====== RECORDS FOR PROCESSING ======

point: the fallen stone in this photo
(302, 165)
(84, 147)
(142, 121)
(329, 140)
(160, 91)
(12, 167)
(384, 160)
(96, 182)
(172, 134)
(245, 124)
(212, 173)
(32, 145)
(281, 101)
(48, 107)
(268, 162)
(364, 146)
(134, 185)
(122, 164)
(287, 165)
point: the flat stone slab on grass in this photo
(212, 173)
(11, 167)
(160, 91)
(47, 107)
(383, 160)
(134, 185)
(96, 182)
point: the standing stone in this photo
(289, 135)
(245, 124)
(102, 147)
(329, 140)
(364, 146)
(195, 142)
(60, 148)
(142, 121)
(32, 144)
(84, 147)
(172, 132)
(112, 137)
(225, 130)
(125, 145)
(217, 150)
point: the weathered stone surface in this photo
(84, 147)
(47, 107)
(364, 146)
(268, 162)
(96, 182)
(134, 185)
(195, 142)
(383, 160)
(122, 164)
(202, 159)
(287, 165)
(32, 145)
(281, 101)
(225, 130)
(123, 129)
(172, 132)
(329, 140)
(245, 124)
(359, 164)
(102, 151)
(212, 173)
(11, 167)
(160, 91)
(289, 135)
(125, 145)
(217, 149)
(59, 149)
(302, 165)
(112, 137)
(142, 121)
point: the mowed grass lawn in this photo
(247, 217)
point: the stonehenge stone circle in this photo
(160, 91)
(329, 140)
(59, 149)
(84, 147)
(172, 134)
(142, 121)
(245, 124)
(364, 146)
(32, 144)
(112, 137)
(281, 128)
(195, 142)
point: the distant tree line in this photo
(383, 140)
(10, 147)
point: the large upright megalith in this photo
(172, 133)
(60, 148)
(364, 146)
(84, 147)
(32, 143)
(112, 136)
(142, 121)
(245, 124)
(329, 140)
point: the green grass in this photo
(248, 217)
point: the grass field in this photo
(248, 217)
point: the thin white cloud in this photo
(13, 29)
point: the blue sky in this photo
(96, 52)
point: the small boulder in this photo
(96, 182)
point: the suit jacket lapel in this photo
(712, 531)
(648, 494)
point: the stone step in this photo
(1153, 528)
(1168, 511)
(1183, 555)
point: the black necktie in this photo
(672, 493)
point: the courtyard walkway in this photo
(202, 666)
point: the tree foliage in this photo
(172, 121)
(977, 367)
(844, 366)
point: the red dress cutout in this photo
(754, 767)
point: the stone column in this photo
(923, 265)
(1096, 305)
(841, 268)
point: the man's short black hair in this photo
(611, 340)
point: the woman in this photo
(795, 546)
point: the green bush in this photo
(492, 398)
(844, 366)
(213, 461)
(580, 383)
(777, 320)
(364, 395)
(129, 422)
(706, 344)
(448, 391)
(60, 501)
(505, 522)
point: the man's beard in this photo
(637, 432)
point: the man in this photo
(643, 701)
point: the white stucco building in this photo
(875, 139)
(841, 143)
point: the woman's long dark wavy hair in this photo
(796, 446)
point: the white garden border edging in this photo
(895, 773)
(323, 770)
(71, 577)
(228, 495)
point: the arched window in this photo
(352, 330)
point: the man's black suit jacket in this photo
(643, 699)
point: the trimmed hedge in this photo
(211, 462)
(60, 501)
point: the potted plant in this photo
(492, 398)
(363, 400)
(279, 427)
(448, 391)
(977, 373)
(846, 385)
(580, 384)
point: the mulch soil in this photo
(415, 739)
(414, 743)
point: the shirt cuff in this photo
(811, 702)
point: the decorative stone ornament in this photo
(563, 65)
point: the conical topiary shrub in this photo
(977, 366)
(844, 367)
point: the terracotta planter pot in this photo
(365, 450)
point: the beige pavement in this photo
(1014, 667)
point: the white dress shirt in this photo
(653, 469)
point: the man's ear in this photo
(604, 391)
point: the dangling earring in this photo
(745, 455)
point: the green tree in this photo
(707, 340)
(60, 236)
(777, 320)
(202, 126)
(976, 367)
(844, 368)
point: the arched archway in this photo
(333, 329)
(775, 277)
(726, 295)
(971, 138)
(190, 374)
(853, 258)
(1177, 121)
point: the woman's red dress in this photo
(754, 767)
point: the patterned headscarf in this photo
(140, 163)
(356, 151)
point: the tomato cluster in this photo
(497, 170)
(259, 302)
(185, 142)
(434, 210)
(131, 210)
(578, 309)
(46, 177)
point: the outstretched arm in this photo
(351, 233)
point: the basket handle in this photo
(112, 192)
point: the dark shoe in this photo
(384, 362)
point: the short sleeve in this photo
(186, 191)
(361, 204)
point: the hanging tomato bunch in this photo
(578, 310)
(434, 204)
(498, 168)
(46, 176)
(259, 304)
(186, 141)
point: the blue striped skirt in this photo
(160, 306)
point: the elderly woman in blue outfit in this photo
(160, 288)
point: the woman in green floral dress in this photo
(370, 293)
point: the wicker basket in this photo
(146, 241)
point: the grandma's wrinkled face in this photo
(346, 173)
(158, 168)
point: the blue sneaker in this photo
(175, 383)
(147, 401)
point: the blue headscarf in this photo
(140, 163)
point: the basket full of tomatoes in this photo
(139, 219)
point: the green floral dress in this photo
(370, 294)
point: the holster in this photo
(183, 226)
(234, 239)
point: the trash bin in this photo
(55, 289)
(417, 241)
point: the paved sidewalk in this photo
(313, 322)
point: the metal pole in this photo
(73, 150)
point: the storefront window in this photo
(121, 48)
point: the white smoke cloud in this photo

======

• [TASK TO CARRY OUT]:
A verbatim transcription of all the entries above is required.

• [FINISHED TASK]:
point: the fallen stone in this photo
(302, 165)
(84, 147)
(142, 121)
(329, 140)
(160, 91)
(12, 167)
(384, 160)
(96, 182)
(172, 134)
(245, 124)
(212, 173)
(32, 145)
(281, 101)
(48, 107)
(268, 162)
(364, 146)
(134, 185)
(122, 164)
(287, 165)
point: the flat stone slab on grass in this photo
(212, 173)
(11, 167)
(160, 91)
(47, 107)
(383, 160)
(134, 185)
(96, 182)
point: the standing stone in this photo
(289, 135)
(245, 124)
(102, 147)
(329, 140)
(364, 146)
(195, 142)
(60, 148)
(142, 121)
(32, 144)
(84, 147)
(172, 132)
(112, 137)
(225, 130)
(125, 145)
(217, 150)
point: the weathered stone surface in this photo
(84, 147)
(47, 107)
(364, 146)
(268, 162)
(96, 182)
(134, 185)
(195, 142)
(383, 160)
(122, 164)
(202, 159)
(287, 165)
(32, 145)
(281, 101)
(225, 130)
(123, 129)
(172, 132)
(329, 140)
(245, 124)
(359, 164)
(102, 151)
(212, 173)
(11, 167)
(160, 91)
(289, 135)
(125, 145)
(217, 149)
(59, 149)
(302, 165)
(112, 137)
(142, 121)
point: the mowed grass lawn in this photo
(247, 217)
point: the stonehenge stone circle in this photo
(160, 91)
(329, 140)
(59, 149)
(84, 147)
(172, 134)
(142, 121)
(245, 124)
(364, 146)
(32, 144)
(112, 137)
(281, 128)
(195, 142)
point: the distant tree line in this photo
(383, 140)
(10, 147)
point: the large upright megalith in this photo
(172, 133)
(60, 148)
(364, 146)
(84, 147)
(32, 143)
(112, 136)
(142, 121)
(245, 124)
(329, 140)
point: the green grass in this photo
(248, 217)
point: the grass field in this photo
(248, 217)
point: the thin white cloud in this photo
(13, 29)
point: the blue sky in this photo
(96, 52)
point: the small boulder in this photo
(96, 182)
point: the suit jacket lapel in this photo
(712, 531)
(648, 494)
point: the stone step in this photo
(1153, 528)
(1168, 511)
(1183, 555)
point: the black necktie in this photo
(672, 493)
point: the courtyard walkway in this photo
(202, 666)
point: the tree foliage in this photo
(172, 121)
(977, 367)
(844, 366)
point: the red dress cutout in this photo
(754, 767)
point: the stone column in this photo
(923, 265)
(1096, 305)
(841, 268)
point: the man's short black hair in this photo
(611, 340)
point: the woman in this photo
(795, 546)
point: the green bush in this photo
(492, 398)
(844, 366)
(213, 461)
(580, 383)
(777, 320)
(364, 395)
(129, 422)
(706, 344)
(448, 391)
(60, 501)
(505, 522)
point: the man's beard in this photo
(637, 432)
point: the man in this photo
(643, 701)
point: the white stucco building in this photo
(875, 139)
(841, 143)
point: the woman's long dark wavy hair in this photo
(796, 446)
point: the white garden border edging in this photo
(895, 773)
(323, 770)
(71, 577)
(228, 495)
point: the arched window in this photo
(352, 330)
point: the man's black suit jacket in this photo
(643, 699)
point: the trimmed hedge in this photo
(211, 462)
(60, 501)
point: the potted plant in this photo
(492, 398)
(363, 400)
(279, 427)
(448, 391)
(977, 373)
(846, 385)
(580, 384)
point: the mulch soil in this photo
(415, 739)
(414, 743)
point: the shirt cuff in this photo
(811, 702)
point: the decorative stone ornament in this photo
(563, 65)
point: the conical topiary shrub in this photo
(977, 366)
(844, 367)
point: the terracotta planter pot in this photo
(365, 450)
point: the beige pavement in this photo
(1014, 667)
point: the white dress shirt in this photo
(653, 469)
point: the man's ear in this photo
(604, 391)
point: the dangling earring in this photo
(745, 455)
point: the green tree in this photo
(707, 340)
(60, 236)
(777, 320)
(202, 126)
(976, 367)
(844, 368)
point: the arched archway in this photo
(333, 329)
(775, 277)
(726, 295)
(971, 138)
(190, 374)
(853, 258)
(1177, 121)
point: the woman's red dress in this photo
(754, 767)
point: the patterned headscarf in this photo
(140, 163)
(356, 151)
point: the tomato cluster in this photo
(497, 170)
(259, 302)
(185, 142)
(434, 210)
(131, 210)
(578, 309)
(46, 177)
point: the outstretched arm in this photo
(351, 233)
point: the basket handle in this photo
(112, 192)
point: the dark shoe in this photo
(384, 362)
point: the short sleeve in this photo
(186, 191)
(361, 204)
point: the hanging tomato bunch in this photo
(578, 310)
(434, 204)
(498, 168)
(46, 176)
(259, 304)
(186, 141)
point: the blue striped skirt in this photo
(160, 306)
point: the elderly woman in blue outfit in this photo
(160, 288)
point: the woman in green floral dress in this photo
(370, 293)
point: the wicker basket in this photo
(146, 241)
point: the grandma's wrinkled face in this photo
(346, 173)
(158, 168)
point: the blue sneaker in this photo
(175, 383)
(147, 401)
point: the blue headscarf in this photo
(140, 163)
point: the basket full of tomatoes in this photo
(139, 219)
point: the green floral dress in this photo
(370, 294)
point: the holster in this photo
(183, 226)
(234, 239)
point: the trash bin in this photo
(55, 289)
(417, 241)
point: the paved sidewalk in this photo
(313, 322)
point: the metal pole in this photo
(73, 150)
point: the storefront window in this photo
(121, 48)
point: the white smoke cloud in this photo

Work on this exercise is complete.